- What is required -
Can you return the records below exactly as they stand, but only from the first line through the one with "TARGET: village house"?

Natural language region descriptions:
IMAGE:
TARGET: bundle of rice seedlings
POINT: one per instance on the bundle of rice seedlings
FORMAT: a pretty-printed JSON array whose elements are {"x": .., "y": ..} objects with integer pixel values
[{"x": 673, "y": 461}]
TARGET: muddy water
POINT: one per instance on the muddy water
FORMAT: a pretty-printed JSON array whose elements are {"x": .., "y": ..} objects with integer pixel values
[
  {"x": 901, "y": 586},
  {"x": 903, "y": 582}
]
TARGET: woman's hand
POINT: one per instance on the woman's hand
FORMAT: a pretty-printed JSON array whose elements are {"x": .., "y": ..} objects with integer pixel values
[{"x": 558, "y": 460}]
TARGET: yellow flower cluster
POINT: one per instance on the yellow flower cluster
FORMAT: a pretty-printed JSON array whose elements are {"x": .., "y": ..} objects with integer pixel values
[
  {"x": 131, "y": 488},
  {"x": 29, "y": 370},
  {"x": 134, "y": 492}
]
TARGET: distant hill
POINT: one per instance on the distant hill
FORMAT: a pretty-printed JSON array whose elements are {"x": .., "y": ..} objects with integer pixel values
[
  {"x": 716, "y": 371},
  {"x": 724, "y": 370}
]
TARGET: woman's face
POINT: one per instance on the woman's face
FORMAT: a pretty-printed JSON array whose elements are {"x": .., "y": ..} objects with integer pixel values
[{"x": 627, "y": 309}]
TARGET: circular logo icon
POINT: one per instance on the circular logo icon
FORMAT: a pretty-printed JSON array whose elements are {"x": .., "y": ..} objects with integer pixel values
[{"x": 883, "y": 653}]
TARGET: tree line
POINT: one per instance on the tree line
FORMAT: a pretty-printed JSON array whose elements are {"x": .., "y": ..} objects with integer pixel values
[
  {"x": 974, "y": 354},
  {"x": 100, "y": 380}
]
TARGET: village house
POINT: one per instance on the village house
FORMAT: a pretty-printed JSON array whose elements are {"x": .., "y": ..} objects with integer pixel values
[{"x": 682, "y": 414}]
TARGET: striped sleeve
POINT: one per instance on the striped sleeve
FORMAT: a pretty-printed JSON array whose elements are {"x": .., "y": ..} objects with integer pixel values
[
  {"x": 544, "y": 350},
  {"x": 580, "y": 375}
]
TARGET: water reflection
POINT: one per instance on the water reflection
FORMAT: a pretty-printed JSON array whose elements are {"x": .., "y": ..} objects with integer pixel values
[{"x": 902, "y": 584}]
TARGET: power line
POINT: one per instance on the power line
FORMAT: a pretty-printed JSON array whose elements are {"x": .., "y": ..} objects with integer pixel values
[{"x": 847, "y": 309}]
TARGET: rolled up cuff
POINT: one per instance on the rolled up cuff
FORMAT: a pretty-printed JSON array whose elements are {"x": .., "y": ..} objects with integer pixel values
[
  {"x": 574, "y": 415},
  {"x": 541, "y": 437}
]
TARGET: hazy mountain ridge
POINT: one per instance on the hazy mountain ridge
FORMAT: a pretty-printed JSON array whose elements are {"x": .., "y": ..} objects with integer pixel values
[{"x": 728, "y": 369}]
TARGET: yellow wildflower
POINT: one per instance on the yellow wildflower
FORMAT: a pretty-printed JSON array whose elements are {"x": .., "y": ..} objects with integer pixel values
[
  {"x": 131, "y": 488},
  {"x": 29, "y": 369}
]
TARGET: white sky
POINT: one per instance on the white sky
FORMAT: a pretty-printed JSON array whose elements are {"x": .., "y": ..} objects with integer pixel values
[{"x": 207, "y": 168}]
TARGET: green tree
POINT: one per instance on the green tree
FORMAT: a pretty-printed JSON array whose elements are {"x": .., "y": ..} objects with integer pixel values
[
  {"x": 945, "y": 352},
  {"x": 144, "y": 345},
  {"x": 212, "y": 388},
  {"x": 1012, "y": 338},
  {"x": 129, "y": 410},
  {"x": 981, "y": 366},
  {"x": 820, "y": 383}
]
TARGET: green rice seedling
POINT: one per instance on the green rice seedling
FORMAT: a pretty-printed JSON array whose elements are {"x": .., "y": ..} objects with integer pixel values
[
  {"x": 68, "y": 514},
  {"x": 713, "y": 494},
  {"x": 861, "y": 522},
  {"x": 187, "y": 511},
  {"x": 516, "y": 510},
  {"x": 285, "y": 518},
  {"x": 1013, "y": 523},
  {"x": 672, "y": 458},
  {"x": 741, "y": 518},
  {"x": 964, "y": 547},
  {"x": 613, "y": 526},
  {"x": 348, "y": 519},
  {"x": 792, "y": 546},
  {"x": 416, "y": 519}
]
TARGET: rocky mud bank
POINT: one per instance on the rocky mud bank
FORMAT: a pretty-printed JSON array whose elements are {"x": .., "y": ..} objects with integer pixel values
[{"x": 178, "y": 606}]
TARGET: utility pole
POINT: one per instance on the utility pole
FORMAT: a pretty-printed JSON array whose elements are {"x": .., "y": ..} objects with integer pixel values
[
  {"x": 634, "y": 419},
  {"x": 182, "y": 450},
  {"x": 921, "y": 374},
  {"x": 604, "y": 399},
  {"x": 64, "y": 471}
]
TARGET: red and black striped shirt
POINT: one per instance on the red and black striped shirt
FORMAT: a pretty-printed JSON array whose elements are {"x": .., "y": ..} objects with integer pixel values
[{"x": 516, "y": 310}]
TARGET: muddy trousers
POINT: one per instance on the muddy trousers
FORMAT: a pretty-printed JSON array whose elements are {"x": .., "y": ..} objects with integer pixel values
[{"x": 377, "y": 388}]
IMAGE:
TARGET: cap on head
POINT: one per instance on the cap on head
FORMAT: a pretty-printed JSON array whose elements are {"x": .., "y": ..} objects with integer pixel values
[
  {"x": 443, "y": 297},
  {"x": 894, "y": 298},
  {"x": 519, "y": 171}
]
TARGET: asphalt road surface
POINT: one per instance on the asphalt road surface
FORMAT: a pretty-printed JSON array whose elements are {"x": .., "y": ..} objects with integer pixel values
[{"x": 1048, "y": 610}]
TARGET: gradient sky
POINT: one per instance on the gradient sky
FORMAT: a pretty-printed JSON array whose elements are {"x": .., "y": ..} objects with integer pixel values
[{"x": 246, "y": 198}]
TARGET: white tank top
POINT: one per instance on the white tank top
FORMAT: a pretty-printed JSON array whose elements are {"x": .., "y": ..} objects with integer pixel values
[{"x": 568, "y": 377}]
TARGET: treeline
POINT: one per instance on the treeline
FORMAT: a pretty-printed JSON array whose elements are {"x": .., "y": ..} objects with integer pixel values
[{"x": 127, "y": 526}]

- Reply to the task -
IMAGE:
TARGET: bundle of rice seedlings
POINT: one per instance on the bundle of rice seedlings
FORMAT: a pretty-printed JSON array whose elements are {"x": .., "y": ..} objects with integer pixel values
[{"x": 673, "y": 461}]
TARGET: muddy water
POINT: one per instance on the muddy water
FORMAT: a pretty-printed JSON array whose elements are {"x": .., "y": ..} objects with integer pixel values
[
  {"x": 901, "y": 586},
  {"x": 903, "y": 582}
]
TARGET: woman's hand
POINT: one per instance on the woman's hand
FORMAT: a pretty-printed JSON array whose elements are {"x": .., "y": ..} objects with integer pixel values
[{"x": 558, "y": 460}]
TARGET: yellow flower cluster
POINT: one per instance on the yellow flower cluster
FORMAT: a pretty-printed JSON array whose elements are {"x": .., "y": ..} objects with integer pixel values
[
  {"x": 131, "y": 488},
  {"x": 29, "y": 370},
  {"x": 134, "y": 492}
]
TARGET: distant hill
POINT: one per instance on the distant hill
FORMAT: a pretty-printed JSON array whose elements are {"x": .., "y": ..} objects with integer pixel values
[
  {"x": 716, "y": 371},
  {"x": 724, "y": 370}
]
TARGET: woman's face
POINT: one per instance on the woman's face
FORMAT: a pretty-printed JSON array whose elements are {"x": .., "y": ..} objects with integer pixel values
[{"x": 627, "y": 309}]
TARGET: circular logo icon
POINT: one per instance on the circular logo icon
FORMAT: a pretty-printed JSON array whose elements are {"x": .., "y": ..} objects with integer pixel values
[{"x": 883, "y": 653}]
TARGET: tree line
POINT: one per instance on the tree line
FORMAT: a pretty-printed JSON array whose elements are {"x": .., "y": ..} objects with integer pixel values
[
  {"x": 974, "y": 354},
  {"x": 100, "y": 380}
]
TARGET: village house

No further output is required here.